=== Given text ===
━━━━━━

Governor Haslam signs multiple laws sponsored by Sen. Bill Ketron including Public Private Partnership (P3) legislation

NASHVILLE, Tenn. – Tennessee’s new “Public-Private Transportation Act of 2016” was among seven other pieces of legislation that was signed by Governor Bill Haslam on Thursday at a ceremony marking enactment of bills sponsored by Senator Bill Ketron (R-Murfreesboro).

The Public Private Partnership (P3) legislation aims to improve safety, reduce congestion and increase capacity on Tennessee’s roads, as well as encourage economic growth. Typically with a P3 agreement, the public sector maintains ownership of the asset but the private partner manages construction, operation and maintenance through the life of the contract. The new law authorizes partnerships between private entities and state and local governments for the private development, redevelopment and operation of transportation facilities.

“With long-term funding sources for transportation being uncertain, the ability to enter into public-private partnerships will allow us to finance projects that we might not otherwise be able to even consider,” said Sen. Ketron. “We must forge ahead to find solutions to the challenges we face to meet growing transportation demands in Tennessee. This new law gives us another tool in the toolbox to address those needs.”

Other legislation sponsored by Sen. Ketron and signed by Gov. Haslam on Thursday includes:

• Public Chapter 678 which sets up the “Stroke Best Practices and Treatment Guidelines Task Force” to make recommendations to the Senate and House Health committees regarding a mandatory statewide data collection registry, funding, hospital designations and standards for EMS personnel;
• Public Chapter 625 which encourages healthcare professionals who care for pregnant women to provide information regarding cytomegalovirus (CMV), a virus that effects 1 to 4 percent of pregnant women and can cause birth defects;
• Public Chapter 807 which gives the Boy Scouts and Girls Scouts an opportunity to speak with students during school hours;
• Public Chapter 707 which allows eligible persons having an intellectual disability (ID) who are on the waiting list for services from the Department of Intellectual and Developmental Disabilities (DDID) with custodial parents or caregivers aged 75 and over to enroll into Self-determination or similarly a capped waiver;
• Public Chapter 976 which clarifies what items a manufacturer may use when having alcohol tastings on premises and enacts other tasting-related provisions such as limiting servings to one half ounce of each alcoholic beverage;
• Public Chapter 970 which permits court clerks where electronic filing, signing or verification of papers is authorized by court rule to assess a transaction fee for each filing submitted on an individual basis or by use of an annual fee; and
• Public Chapter 601, the Tennessee Heritage Protection Act of 2016, which defines a historic entity, event, figure or organization and provides legal process for a petition for waiver to be brought by a local government to the Tennessee Historic Commission and requires notice be given to the public for comment.

━━━━━━

=== Dataset entries ===
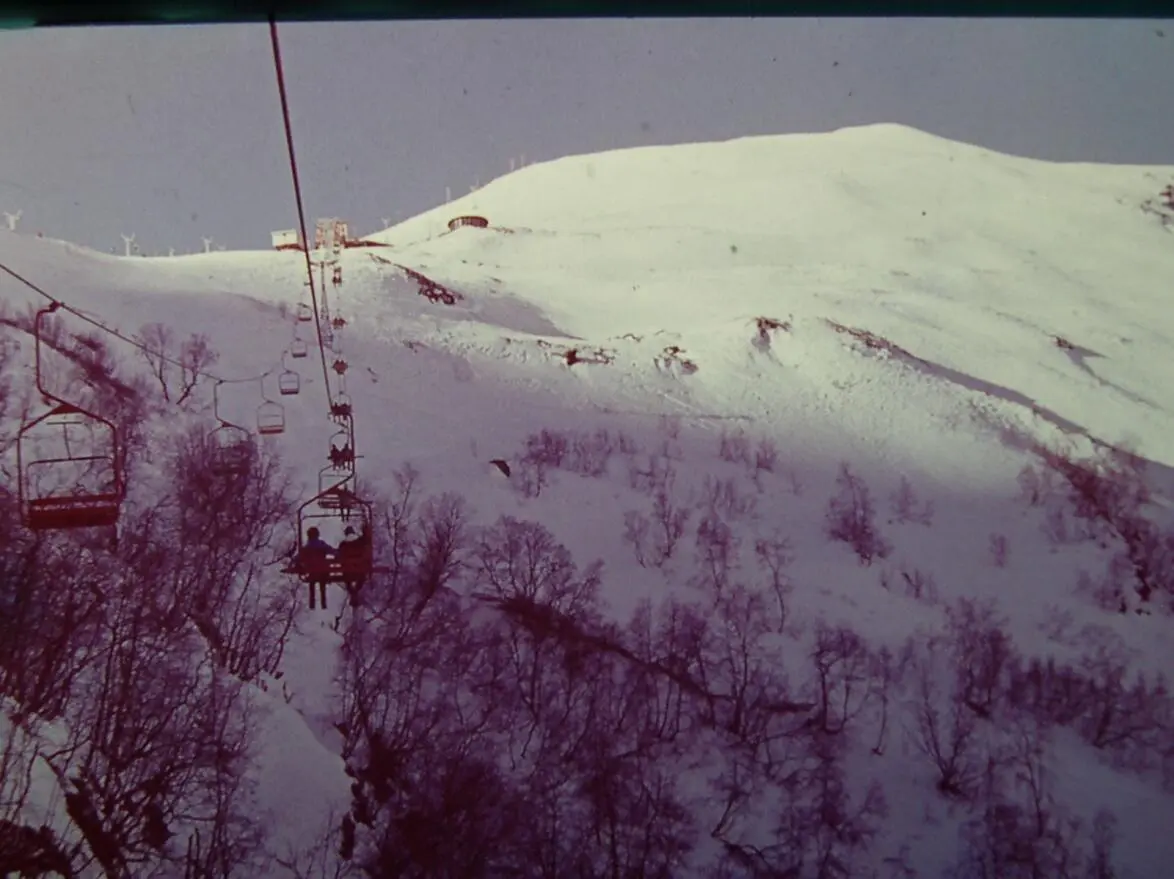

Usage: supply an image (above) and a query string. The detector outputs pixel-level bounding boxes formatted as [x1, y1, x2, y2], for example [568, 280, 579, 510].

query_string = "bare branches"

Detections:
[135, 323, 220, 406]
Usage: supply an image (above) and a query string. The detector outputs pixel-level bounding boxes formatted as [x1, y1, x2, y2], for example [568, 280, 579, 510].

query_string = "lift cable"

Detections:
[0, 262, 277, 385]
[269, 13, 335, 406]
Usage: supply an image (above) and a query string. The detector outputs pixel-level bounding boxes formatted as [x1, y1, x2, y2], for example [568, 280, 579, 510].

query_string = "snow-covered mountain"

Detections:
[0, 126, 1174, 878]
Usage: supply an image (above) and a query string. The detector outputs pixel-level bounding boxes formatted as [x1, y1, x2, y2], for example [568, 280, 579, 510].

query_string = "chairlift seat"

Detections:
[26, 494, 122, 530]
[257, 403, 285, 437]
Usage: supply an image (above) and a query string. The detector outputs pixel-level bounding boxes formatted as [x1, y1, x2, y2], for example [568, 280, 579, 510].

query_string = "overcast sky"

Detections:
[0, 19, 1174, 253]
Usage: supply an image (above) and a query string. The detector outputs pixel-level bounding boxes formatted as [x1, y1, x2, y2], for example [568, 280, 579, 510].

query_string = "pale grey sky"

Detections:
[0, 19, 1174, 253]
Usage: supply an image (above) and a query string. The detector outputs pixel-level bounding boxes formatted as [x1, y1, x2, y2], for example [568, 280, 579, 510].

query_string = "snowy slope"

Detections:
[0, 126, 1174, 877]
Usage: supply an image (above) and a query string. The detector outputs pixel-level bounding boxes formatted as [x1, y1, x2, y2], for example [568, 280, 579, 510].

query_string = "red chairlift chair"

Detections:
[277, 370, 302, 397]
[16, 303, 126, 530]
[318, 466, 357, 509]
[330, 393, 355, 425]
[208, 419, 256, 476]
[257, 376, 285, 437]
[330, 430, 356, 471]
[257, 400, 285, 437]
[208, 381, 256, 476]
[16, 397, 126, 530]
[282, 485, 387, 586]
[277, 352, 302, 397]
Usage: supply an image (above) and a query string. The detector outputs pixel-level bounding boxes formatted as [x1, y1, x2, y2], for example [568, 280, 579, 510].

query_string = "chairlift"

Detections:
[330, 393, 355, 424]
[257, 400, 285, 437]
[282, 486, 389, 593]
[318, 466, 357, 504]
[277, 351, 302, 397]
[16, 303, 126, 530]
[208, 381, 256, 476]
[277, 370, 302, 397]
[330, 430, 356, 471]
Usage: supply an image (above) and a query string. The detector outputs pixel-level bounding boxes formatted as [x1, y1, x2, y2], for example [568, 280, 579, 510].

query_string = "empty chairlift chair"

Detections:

━━━━━━

=== Your tasks ===
1. Return everything in the press release on the Tennessee bills from "NASHVILLE, Tenn. –" down to "Bill Ketron (R-Murfreesboro).", copied word for word.
2. Answer these questions using the press release on the Tennessee bills.
(a) Which Public Chapter sets up the "Stroke Best Practices and Treatment Guidelines Task Force"?
(b) Under a typical P3 agreement, what does the private partner manage?
(c) What serving limit does Public Chapter 976 set for each alcoholic beverage at tastings?
3. Say whether each statement agrees with the press release on the Tennessee bills, answering yes or no and quoting the words that decide it.
(a) In a typical P3 agreement, the private partner keeps ownership of the asset.
(b) Cytomegalovirus affects 1 to 4 percent of pregnant women.
(c) Public Chapter 707 covers persons whose custodial parents or caregivers are aged 65 and over.

=== Expected results ===
1.
NASHVILLE, Tenn. – Tennessee’s new “Public-Private Transportation Act of 2016” was among seven other pieces of legislation that was signed by Governor Bill Haslam on Thursday at a ceremony marking enactment of bills sponsored by Senator Bill Ketron (R-Murfreesboro).

2.
(a) Public Chapter 678
(b) Construction, operation and maintenance through the life of the contract
(c) One half ounce of each alcoholic beverage

3.
(a) No: "the public sector maintains ownership of the asset"
(b) Yes: "a virus that effects 1 to 4 percent of pregnant women"
(c) No: "custodial parents or caregivers aged 75 and over"